§ **PROBLEM DETAILS**: Without the images, print all the entries below exactly as given.

§ **RECORDS FOR PROCESSING**:
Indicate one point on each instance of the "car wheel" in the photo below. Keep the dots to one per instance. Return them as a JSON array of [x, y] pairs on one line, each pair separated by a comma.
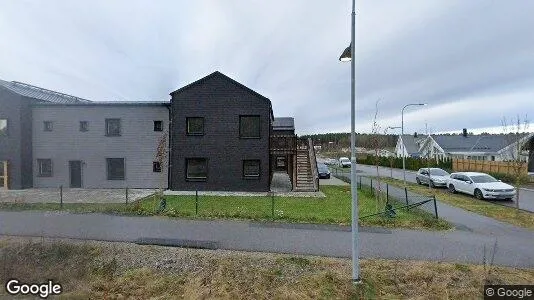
[[479, 195]]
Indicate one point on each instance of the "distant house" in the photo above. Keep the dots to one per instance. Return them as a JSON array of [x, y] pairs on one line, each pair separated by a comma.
[[408, 145], [494, 147]]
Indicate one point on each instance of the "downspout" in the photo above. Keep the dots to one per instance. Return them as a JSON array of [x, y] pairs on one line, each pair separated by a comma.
[[169, 165]]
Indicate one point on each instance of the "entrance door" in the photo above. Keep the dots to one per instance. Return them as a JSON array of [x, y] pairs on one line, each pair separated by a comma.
[[75, 167]]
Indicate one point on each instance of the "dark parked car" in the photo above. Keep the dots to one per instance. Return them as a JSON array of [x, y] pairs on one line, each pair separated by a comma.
[[323, 171]]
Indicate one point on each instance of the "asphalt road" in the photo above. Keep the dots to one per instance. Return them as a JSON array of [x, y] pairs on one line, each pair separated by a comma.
[[509, 248], [526, 199]]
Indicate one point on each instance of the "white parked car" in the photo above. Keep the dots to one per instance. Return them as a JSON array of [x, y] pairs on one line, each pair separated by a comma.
[[433, 176], [344, 162], [480, 185]]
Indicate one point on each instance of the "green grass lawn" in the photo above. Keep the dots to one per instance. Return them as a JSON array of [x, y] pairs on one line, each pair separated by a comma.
[[499, 212], [335, 208]]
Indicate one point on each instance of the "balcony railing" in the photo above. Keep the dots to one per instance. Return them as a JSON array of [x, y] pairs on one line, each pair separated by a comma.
[[283, 143]]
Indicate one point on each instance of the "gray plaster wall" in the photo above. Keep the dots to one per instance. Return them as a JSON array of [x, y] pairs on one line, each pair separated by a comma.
[[16, 147], [137, 144]]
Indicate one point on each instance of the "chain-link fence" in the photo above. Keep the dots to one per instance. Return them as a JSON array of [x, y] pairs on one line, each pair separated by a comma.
[[393, 194]]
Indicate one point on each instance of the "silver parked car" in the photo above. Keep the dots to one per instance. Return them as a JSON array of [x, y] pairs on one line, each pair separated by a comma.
[[480, 185], [433, 176]]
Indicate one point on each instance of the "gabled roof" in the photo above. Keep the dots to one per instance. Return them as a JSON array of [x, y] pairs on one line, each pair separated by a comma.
[[284, 123], [220, 75], [475, 143], [410, 143], [40, 94], [106, 103]]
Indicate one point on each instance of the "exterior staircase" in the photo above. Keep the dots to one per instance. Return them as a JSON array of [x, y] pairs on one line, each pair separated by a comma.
[[306, 176]]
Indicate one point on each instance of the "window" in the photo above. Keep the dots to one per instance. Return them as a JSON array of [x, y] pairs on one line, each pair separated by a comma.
[[113, 127], [48, 126], [45, 167], [196, 169], [156, 167], [115, 168], [3, 127], [251, 168], [84, 126], [249, 126], [195, 126], [158, 125]]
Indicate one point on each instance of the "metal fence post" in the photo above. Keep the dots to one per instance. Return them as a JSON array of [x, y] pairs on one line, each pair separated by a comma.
[[272, 205], [406, 195], [61, 196], [387, 193], [435, 206], [196, 203]]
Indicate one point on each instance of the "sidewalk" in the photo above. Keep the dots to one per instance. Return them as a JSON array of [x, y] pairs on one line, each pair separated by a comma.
[[323, 240]]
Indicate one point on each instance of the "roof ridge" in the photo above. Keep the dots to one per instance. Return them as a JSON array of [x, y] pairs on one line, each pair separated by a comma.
[[49, 91]]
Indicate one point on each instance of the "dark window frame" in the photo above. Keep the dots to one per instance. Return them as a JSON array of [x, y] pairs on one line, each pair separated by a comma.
[[198, 179], [5, 132], [245, 176], [158, 125], [241, 136], [156, 167], [84, 126], [40, 169], [187, 119], [108, 175], [108, 120], [48, 126]]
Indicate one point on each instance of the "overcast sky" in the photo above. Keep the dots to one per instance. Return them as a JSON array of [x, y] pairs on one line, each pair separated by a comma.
[[471, 61]]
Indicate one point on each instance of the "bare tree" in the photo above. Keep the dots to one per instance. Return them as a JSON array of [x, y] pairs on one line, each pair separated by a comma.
[[516, 136], [377, 145]]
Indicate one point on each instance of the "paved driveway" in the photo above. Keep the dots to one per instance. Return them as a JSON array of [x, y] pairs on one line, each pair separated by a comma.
[[73, 195], [460, 246], [526, 200]]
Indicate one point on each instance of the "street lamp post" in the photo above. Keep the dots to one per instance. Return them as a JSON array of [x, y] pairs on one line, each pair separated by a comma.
[[350, 54], [402, 136]]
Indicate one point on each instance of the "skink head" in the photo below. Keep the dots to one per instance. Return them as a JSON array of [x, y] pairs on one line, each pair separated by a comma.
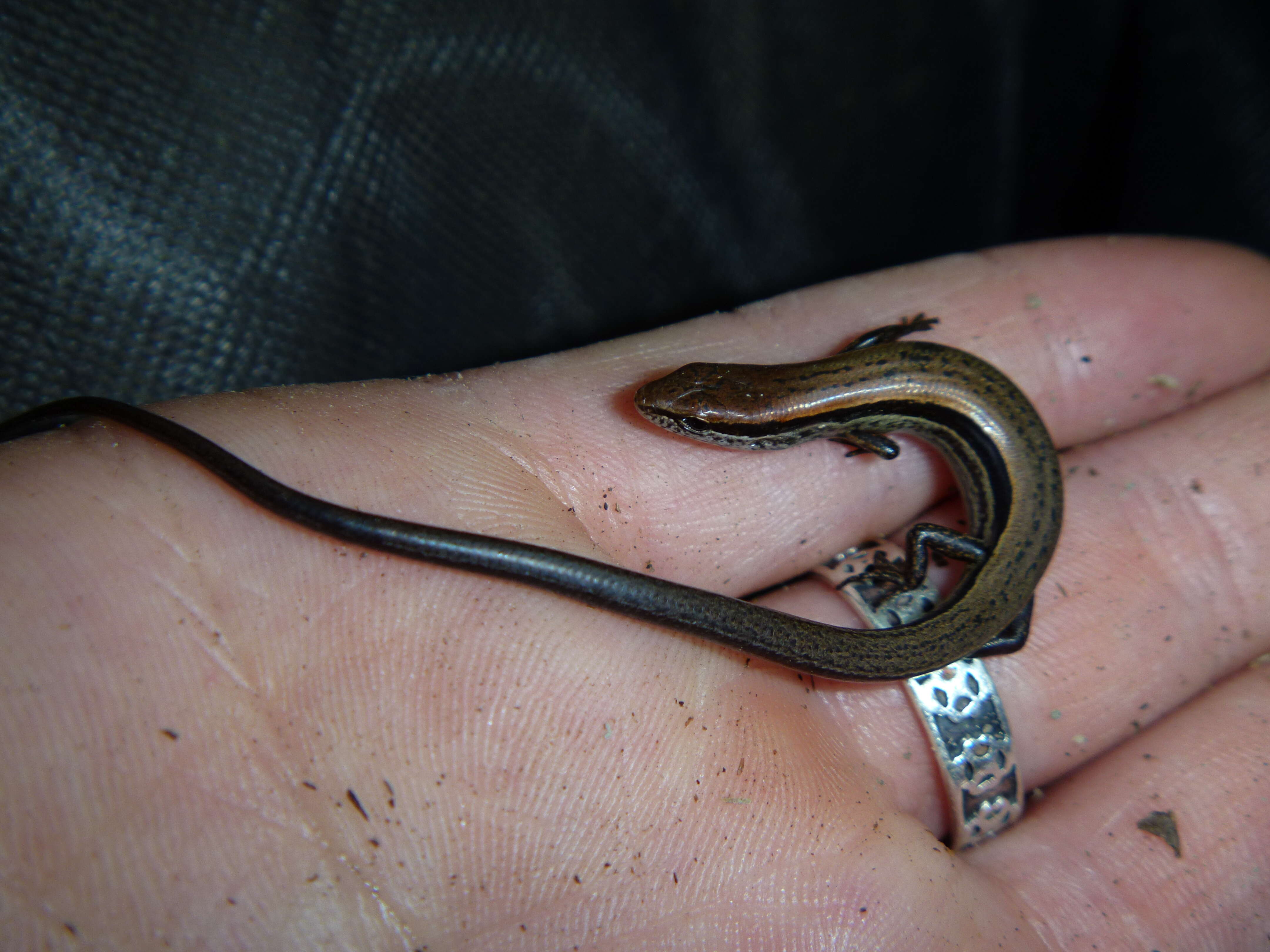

§ **TASK SOLUTION**:
Indicate one point on each instance of the "car wheel" in the photo below. Keep the dots to one per instance. Return them as a JSON array of [x, y] pairs on one line, each pair separated by a comma.
[[479, 195]]
Indicate one point on each instance of the "distant house" in the photo above. Keep the dots to one per instance. Return them as a JSON array of [x, y] pairs on one line, each pair separated by a comma.
[[408, 145], [494, 147]]
Indicate one point on each instance of the "downspout" in the photo above. Keep the dots to one per instance. Return them as a JSON array of [x, y] pairs on one line, each pair separated by a comma.
[[169, 165]]
Indicate one point on each instance of the "entrance door" in the photo above. Keep the dots to one per instance. Return them as a JSON array of [x, y] pairs on one line, each pair separated by a comma.
[[75, 167]]
Indicate one point on each instance of the "dark parked car" in the photo above. Keep the dots to one per instance. Return them as a JSON array of [x, y] pairs on one line, each pair separated by a comma.
[[323, 171]]
Indicate one point on each instance of the "asphalt road" in the photo above. Keep the dots to one per instance. Return them as a JSON array of [x, y] pairs on one line, each pair separated by a comma.
[[509, 248], [526, 199]]
Indicate one point on each instance of the "white parked car" in the photo above. Keep the dots to one per instance. Return them as a JSON array of [x, y] pairs on one line, each pair separated by a comma.
[[433, 176], [344, 162], [480, 185]]
Indicate one point on each instance of the "green grass lawn" in the photo above. Keep the dots to one per instance. Return them as a JSON array of [x, y] pairs on one line, each pair separated by a comma.
[[499, 212], [335, 208]]
Indicate one point on each instance of the "balcony railing" in the photo above. Keep the dots to one per instance. Return them as a JSON array of [x, y] pairs on one line, each pair separated by a comma.
[[283, 143]]
Indicate one point on each instance of the "gray plaster wall" in the photo above. Keep the dots to one per instance. Return them as a JSON array of [x, y] pairs on one line, each pair separated by a comma.
[[16, 147], [137, 144]]
Indicate one point on each instance of the "chain-link fence" in the photo above. Keep the dots to one per instance. Return them as a JSON array of [x, y] pairs on one line, each pair separated by a comma.
[[393, 194]]
Indicate one point on each instance of the "silver parked car" in the photo above. Keep the dots to one per instance. Return them as a JSON array of [x, y] pairs on one line, each pair separated by a comma.
[[480, 185], [433, 176]]
Indicate one point on each instance of the "gabled roof" in the photo above. Keep the dots to one per instance. Return them as a JSON array of [x, y] pairs on one line, each pair separated by a comma.
[[284, 123], [220, 75], [475, 143], [410, 143], [40, 94], [106, 103]]
Indicate one point on each instance of the "exterior staircase" in the photo above. Keep the dots to one per instance. Return them as a JSON array of [x, y] pairs on one line, each pair separated by a comma.
[[306, 176]]
Indicate one point on each instance of the "window" in the photo above. Keep the dots to one per instance. Return them as a JSON array of [x, y] pairs on one line, each pair separated by a comma.
[[113, 127], [48, 126], [45, 167], [196, 169], [156, 167], [115, 168], [3, 127], [251, 168], [84, 126], [249, 126], [195, 126], [158, 125]]
Indicate one point on each instance of the "metal fence post" in the photo above. Keep the dots to one per instance. Return them as a JSON array of [x, y] pairs on one line, each pair separated by a comma.
[[272, 205], [406, 195], [61, 196], [387, 193], [435, 206], [196, 203]]
Indicate one point on each instance of the "sidewalk" in the photo above. Keep the dots to one per instance. Return them as a JSON array of [x, y] pairs on one line, each pair separated by a comma.
[[323, 240]]
Indicate one point on each instance of the "roof ridge" in the photo above. Keep the dots to one per instance. Return them as a JSON array of [x, y] pairs on one line, each pair separated by a comma.
[[49, 91]]
Indicate one point on each instance of the "dark window frame" in the photo above. Keep the dots to one per instance. Return them as a JSON array of [x, y] pairs on one line, each pair separated by a comma.
[[198, 179], [5, 132], [245, 176], [158, 125], [241, 136], [156, 167], [84, 126], [40, 169], [187, 119], [108, 175], [108, 120], [48, 126]]
Indicate one point on each instance of the "overcast sky" in the photo above. Keep the dots to one per instance. Return them as a JSON array of [x, y] pairs on one line, each pair separated by a comma.
[[471, 61]]
Indicate one point on each instance of the "bare tree" in the photo above. Keep the dots to one per instance. Return them as a JSON array of [x, y] pairs on one line, each pair separated by a comma.
[[516, 136], [377, 145]]
Indicate one point on each instance of the "paved driveway" in the photo above. Keep the dots to one per instance. Return them as a JSON array of [x, y] pairs on one line, each pair separated by a comma.
[[73, 195], [460, 246], [526, 200]]
Indicate one point on each instance of the "street lamp post" in the photo above. Keep the dots to one per instance. Return them as a JSON array of [x, y] pairs on one line, each pair separated by a comma.
[[350, 54], [402, 136]]
Indicate one point on each instance of the "skink head" in the photo below. Keep the dots to one per instance. Return them as a JSON array of [x, y] pairs on one line, each pair separated by a comma.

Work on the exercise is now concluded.